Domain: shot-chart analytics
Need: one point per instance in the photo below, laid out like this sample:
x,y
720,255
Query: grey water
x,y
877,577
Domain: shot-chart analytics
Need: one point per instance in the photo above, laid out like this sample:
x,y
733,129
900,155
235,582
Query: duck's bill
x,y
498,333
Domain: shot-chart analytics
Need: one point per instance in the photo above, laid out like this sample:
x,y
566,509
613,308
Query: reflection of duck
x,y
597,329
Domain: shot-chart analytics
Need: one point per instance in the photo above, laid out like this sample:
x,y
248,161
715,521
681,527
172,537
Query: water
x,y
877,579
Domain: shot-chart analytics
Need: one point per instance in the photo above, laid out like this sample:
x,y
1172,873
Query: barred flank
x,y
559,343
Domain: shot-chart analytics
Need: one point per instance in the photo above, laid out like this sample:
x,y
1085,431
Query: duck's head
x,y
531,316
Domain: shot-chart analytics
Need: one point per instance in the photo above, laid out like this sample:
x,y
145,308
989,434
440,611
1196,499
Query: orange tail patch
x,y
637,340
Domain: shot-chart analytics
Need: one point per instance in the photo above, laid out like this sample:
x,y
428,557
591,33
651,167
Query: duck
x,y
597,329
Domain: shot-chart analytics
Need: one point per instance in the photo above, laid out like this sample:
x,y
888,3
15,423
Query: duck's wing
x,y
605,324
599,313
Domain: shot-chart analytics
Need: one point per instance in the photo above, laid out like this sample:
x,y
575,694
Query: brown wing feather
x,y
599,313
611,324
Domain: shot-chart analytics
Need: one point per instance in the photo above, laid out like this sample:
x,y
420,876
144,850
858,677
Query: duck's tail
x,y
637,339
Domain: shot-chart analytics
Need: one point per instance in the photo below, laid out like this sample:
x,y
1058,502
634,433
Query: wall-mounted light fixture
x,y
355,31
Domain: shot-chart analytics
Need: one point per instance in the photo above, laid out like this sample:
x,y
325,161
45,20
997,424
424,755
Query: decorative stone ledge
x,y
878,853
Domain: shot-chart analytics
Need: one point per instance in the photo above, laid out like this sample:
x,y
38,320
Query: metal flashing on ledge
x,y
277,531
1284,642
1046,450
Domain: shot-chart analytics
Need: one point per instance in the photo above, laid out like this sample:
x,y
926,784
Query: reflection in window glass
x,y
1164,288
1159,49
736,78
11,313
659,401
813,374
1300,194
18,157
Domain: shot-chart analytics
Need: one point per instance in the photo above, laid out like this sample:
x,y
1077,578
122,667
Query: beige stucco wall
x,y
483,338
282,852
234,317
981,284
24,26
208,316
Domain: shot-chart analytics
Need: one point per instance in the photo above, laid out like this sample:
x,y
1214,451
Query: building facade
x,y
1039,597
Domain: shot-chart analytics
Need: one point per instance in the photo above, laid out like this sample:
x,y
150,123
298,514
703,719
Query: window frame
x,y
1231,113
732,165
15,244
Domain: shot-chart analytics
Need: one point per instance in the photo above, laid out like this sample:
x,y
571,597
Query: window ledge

---

> What to work on: Full repetition needed. Write out every entry above exactly as given.

> Expected answer:
Domain: shot-chart analytics
Need: one point per instance in the photo below, laid out like this sample:
x,y
720,255
Query: grey water
x,y
877,577
Domain: shot-chart analytics
Need: one point per instance in the photo above, laid out like this sample:
x,y
733,129
900,155
235,582
Query: duck's bill
x,y
498,333
Domain: shot-chart analytics
Need: one point per instance in the photo above, laid out like this sample:
x,y
566,509
613,308
Query: reflection of duck
x,y
597,329
Domain: shot-chart analytics
Need: one point per instance in the photo above, laid out like this sample:
x,y
248,161
715,521
681,527
172,537
Query: water
x,y
877,579
Domain: shot-chart analytics
Need: one point per instance in the photo above, laid out like this sample:
x,y
1172,873
Query: barred flank
x,y
559,343
Domain: shot-chart analytics
Need: one point per instance in the photo above, laid out like this sample:
x,y
1085,431
Query: duck's head
x,y
531,316
Domain: shot-chart analytics
Need: one point per instance in the photo above, laid out like this sample:
x,y
145,308
989,434
440,611
1196,499
Query: orange tail patch
x,y
637,340
Domain: shot-chart analytics
Need: one point per instance in the photo above, laid out like this sample:
x,y
428,557
591,33
651,167
Query: duck
x,y
597,329
Domain: shot-chart analytics
Need: one point per instance in the photo above, laid out like this sample:
x,y
888,3
15,423
Query: duck's wing
x,y
605,324
599,313
Domain: shot-chart analytics
Need: one point per instance in the photo above, laid out like this sample:
x,y
575,694
Query: brown wing feather
x,y
599,313
611,324
Domain: shot-chart analytics
Need: one point per instance in the photo above, laid out like this sample:
x,y
420,876
144,850
858,677
Query: duck's tail
x,y
637,339
Domain: shot-chart analytics
Need: one point per instance in the photo below, laid out like this sample:
x,y
1058,502
634,433
Query: wall-mounted light fixture
x,y
355,31
Domain: shot-chart analytics
Need: one point per instance in the photo above, laid out like this sample:
x,y
325,161
45,20
997,424
424,755
Query: decorative stone ledge
x,y
878,853
Domain: shot-chart analytics
Need: one point per instance in the photo above, laid out like this sample:
x,y
38,320
Query: metal flashing on ledge
x,y
277,531
1284,642
1046,450
Domain: shot-chart analytics
Need: one point per instance in the photo above, laid out like this sample:
x,y
926,784
Query: reflection in window glass
x,y
1164,288
1159,49
736,78
11,313
659,401
813,374
1300,194
18,157
Domain: shot-chart analytics
Need: one point per instance in the photo above, laid out like this sample:
x,y
1077,578
122,667
Query: beige stucco wall
x,y
483,338
282,852
234,317
981,284
24,26
208,316
Domain: shot-chart analytics
Need: one point per instance in the photo above, laid out like this sample:
x,y
1214,451
Query: building facade
x,y
1039,597
Domain: shot-chart analytics
Need: one point per instance in the photo above, laid out like this sample:
x,y
150,123
298,514
703,719
Query: window frame
x,y
1231,113
732,165
15,244
Domain: shot-chart analytics
Need: one point per instance in the photo above, laid out like this sample:
x,y
571,597
Query: window ledge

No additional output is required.